### [TASK GOAL]
Copies of all lines containing the string "sneaker" are needed from the data below.

### [SUPPLIED MATERIAL]
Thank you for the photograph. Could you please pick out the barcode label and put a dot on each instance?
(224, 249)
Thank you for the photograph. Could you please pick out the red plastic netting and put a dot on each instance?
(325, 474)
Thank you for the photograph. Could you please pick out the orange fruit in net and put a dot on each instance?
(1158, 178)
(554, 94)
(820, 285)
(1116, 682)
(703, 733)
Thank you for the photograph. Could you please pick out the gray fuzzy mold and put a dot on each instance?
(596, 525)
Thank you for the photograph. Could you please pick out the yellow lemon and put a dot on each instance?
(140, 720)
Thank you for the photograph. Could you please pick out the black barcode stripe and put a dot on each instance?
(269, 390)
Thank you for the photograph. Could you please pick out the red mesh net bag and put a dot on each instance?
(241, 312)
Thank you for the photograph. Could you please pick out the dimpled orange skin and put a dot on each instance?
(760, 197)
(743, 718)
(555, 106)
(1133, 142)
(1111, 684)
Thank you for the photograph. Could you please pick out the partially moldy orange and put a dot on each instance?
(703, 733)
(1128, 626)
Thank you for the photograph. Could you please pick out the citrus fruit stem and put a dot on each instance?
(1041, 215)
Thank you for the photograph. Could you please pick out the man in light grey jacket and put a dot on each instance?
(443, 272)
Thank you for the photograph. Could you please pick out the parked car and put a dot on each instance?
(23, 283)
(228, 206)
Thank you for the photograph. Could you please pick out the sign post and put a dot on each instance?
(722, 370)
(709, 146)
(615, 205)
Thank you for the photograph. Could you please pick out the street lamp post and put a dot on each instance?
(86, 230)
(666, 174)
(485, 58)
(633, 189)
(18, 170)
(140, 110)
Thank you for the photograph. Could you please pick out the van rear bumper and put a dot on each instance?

...

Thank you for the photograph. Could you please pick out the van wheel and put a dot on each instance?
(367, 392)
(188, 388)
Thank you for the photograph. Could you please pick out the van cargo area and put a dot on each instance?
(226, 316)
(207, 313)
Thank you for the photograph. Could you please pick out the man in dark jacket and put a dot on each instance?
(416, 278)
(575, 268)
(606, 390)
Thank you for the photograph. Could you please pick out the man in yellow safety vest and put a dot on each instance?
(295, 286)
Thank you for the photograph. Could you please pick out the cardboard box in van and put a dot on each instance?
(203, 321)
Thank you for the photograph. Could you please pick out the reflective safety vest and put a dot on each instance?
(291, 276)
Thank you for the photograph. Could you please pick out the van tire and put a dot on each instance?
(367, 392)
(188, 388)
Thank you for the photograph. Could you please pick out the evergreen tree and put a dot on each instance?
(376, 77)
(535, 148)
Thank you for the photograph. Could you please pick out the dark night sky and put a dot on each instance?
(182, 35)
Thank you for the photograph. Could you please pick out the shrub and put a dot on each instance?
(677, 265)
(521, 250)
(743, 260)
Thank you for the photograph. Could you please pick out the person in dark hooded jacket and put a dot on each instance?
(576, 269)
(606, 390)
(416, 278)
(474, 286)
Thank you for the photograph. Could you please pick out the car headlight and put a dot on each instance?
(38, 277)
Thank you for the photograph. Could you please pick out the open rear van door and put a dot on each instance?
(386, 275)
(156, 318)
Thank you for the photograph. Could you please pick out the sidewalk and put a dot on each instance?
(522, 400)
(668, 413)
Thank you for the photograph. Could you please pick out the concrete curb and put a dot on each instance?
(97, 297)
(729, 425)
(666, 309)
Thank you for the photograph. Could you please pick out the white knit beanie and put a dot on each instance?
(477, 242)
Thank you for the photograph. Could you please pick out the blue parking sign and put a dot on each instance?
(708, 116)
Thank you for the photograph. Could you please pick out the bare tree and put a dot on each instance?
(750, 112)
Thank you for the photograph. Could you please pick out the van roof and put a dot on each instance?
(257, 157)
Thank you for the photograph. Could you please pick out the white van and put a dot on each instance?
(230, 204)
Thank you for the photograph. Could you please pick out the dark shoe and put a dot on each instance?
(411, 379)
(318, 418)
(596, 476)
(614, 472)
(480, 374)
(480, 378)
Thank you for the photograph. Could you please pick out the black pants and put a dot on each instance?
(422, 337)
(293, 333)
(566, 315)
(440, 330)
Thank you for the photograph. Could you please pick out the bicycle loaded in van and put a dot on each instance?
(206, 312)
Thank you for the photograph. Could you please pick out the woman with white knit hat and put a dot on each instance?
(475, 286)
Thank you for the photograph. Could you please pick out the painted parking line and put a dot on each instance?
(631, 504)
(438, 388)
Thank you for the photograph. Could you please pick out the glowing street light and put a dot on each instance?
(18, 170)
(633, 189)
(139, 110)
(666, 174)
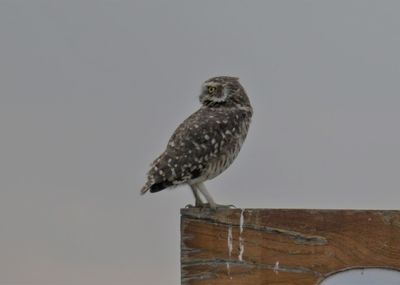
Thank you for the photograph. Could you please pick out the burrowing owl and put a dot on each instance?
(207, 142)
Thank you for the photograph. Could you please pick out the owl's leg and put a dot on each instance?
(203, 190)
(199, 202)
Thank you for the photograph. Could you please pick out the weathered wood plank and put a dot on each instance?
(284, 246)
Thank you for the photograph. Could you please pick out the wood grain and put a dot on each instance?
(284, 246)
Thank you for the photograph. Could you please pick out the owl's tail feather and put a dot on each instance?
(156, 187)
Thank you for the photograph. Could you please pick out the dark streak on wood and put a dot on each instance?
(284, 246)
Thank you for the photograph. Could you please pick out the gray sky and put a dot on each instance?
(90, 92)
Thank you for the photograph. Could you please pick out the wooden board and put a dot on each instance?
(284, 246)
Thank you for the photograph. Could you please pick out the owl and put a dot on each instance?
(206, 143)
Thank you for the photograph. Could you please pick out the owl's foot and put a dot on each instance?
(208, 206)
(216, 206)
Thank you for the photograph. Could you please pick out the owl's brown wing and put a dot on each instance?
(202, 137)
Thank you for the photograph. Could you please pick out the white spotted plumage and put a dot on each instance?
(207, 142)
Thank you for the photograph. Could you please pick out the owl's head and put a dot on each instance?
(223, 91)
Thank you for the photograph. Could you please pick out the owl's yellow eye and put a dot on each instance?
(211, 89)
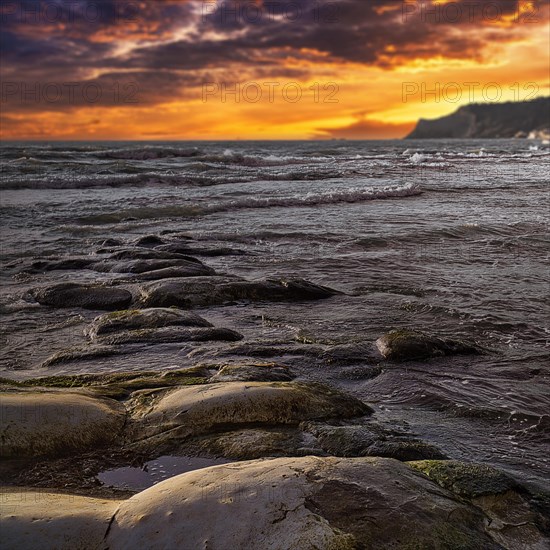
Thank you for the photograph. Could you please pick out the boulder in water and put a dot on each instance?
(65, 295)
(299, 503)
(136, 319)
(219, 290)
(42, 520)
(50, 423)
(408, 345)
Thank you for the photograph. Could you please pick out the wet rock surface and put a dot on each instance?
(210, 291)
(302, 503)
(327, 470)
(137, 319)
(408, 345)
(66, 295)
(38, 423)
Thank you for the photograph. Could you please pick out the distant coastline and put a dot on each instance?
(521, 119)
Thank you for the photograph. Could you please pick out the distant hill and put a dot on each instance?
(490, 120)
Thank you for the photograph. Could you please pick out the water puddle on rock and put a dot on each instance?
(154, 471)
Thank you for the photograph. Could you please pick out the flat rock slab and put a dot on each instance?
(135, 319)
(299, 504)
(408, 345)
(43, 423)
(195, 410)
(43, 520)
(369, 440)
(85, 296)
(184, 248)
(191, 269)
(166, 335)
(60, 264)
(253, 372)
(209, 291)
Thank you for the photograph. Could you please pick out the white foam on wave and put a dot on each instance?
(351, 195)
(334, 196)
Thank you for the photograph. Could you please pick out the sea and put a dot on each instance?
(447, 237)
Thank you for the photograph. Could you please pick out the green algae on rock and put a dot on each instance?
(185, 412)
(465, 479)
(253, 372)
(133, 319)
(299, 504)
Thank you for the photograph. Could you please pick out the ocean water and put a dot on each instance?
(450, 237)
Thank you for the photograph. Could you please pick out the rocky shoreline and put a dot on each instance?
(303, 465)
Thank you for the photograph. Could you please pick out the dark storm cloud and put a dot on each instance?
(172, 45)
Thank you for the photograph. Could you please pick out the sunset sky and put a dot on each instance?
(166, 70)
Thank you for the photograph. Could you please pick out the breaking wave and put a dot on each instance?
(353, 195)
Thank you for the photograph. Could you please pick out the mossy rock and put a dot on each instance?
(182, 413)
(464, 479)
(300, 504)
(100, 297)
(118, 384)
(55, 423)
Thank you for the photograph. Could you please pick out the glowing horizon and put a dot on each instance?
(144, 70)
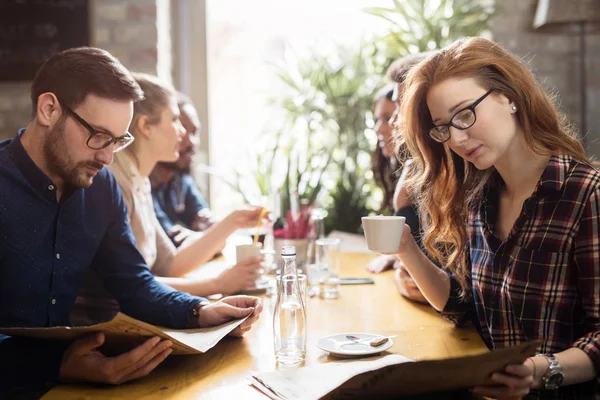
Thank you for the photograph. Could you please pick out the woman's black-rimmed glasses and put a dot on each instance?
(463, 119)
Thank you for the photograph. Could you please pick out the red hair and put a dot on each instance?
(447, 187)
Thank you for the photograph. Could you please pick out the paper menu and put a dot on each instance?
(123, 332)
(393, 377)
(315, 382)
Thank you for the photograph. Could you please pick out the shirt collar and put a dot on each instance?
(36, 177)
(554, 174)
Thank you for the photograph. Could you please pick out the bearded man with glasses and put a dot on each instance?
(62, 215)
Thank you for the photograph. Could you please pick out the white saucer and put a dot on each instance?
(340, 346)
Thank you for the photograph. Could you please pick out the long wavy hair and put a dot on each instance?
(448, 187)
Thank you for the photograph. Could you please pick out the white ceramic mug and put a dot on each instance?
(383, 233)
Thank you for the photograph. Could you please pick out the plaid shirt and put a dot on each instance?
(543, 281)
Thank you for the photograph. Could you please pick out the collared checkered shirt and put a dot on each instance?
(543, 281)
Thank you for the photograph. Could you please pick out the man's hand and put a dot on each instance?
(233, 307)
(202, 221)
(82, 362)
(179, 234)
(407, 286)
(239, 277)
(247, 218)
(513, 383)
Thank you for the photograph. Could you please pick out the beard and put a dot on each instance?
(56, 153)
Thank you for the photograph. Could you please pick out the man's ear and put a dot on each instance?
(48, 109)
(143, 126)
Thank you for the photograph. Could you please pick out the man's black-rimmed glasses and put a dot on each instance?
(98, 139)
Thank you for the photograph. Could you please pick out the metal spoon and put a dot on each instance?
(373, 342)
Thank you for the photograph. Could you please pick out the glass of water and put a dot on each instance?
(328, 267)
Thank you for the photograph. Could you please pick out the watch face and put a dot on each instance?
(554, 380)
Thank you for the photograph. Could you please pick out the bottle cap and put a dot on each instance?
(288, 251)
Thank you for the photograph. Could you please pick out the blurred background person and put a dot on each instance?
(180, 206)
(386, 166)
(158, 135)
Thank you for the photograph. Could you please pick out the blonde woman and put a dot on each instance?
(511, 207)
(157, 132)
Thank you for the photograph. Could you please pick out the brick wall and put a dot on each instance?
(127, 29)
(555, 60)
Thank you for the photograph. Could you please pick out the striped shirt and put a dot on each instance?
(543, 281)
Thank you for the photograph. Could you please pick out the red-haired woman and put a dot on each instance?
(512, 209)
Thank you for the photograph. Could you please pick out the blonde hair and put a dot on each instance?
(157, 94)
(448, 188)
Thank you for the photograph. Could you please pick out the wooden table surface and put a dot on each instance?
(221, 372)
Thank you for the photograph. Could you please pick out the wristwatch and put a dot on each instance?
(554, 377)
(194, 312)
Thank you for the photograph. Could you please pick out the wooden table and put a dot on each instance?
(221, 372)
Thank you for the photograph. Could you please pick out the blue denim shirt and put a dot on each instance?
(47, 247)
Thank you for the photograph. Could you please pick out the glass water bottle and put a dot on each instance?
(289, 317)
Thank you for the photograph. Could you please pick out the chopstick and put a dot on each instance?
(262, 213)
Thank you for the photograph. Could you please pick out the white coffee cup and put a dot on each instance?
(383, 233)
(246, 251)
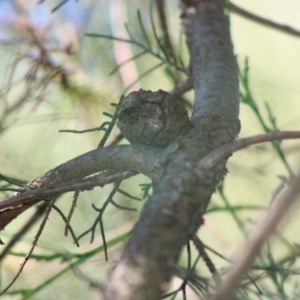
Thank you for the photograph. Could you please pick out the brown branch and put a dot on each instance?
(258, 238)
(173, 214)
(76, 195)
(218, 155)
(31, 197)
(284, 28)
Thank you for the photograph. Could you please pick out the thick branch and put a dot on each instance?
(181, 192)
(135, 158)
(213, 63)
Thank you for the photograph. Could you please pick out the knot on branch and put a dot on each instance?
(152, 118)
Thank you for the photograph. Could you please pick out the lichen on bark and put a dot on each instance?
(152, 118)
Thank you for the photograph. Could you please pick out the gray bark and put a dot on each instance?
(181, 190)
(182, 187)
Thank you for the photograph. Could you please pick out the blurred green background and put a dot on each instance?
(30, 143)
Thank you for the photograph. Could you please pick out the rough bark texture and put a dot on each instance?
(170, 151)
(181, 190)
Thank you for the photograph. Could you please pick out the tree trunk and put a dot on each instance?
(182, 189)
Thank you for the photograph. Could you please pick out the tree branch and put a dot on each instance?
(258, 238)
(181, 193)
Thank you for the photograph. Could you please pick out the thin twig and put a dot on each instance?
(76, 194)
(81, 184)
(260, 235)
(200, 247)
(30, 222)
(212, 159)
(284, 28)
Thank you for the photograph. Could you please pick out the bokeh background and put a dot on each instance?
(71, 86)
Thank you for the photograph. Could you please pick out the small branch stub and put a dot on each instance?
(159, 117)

---

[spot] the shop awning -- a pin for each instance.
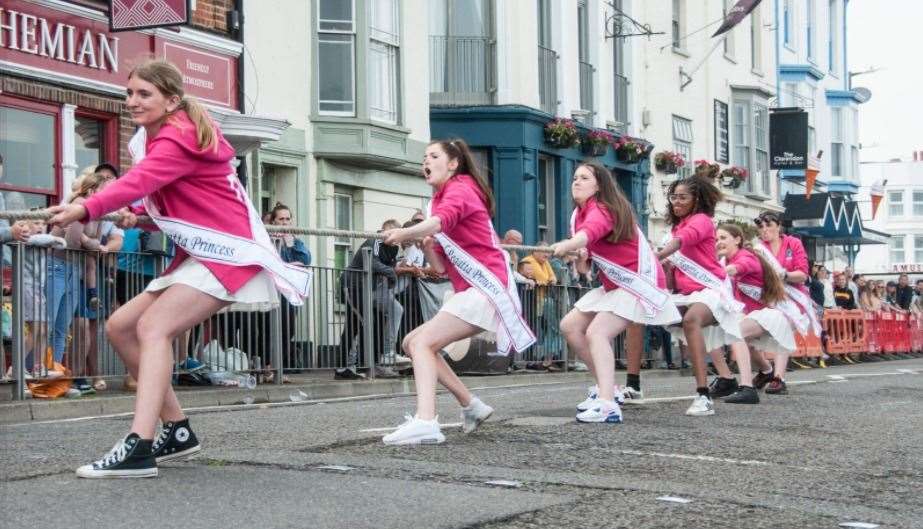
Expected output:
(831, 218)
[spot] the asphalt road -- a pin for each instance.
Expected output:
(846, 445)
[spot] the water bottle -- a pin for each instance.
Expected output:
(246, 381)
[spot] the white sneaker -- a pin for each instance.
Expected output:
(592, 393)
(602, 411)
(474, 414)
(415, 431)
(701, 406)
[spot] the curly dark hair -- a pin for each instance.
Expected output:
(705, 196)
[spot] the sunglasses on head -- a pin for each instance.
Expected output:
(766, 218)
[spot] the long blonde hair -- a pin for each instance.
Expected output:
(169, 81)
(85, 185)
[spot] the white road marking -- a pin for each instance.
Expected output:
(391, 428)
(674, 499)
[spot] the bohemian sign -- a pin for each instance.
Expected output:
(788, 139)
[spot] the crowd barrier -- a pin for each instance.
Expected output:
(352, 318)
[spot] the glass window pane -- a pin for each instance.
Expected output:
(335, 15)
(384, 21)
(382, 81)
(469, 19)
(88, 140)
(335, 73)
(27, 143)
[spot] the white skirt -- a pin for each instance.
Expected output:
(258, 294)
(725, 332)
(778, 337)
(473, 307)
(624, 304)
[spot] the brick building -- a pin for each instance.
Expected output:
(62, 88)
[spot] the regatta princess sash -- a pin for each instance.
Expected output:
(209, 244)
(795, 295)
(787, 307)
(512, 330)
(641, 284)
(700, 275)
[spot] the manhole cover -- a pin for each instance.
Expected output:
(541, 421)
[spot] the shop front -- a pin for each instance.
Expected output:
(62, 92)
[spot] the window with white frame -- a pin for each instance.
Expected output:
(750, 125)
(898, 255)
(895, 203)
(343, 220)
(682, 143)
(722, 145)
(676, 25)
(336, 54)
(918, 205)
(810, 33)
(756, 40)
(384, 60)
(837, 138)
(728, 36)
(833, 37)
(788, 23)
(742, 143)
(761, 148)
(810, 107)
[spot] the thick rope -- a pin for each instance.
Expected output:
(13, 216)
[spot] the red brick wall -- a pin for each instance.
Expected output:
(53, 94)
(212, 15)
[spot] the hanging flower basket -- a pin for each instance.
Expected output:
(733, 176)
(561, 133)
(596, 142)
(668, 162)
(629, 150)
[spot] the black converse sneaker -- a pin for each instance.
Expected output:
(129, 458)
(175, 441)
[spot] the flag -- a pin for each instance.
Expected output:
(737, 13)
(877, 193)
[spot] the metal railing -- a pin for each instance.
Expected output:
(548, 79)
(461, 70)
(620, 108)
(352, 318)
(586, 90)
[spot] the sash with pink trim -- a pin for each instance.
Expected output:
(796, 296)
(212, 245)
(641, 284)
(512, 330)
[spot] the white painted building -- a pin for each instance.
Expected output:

### [ANSWER BELOW]
[spot] the white sneaker -- a pin for each instance.
[spot] the black converse sneaker -- a pin for each instance.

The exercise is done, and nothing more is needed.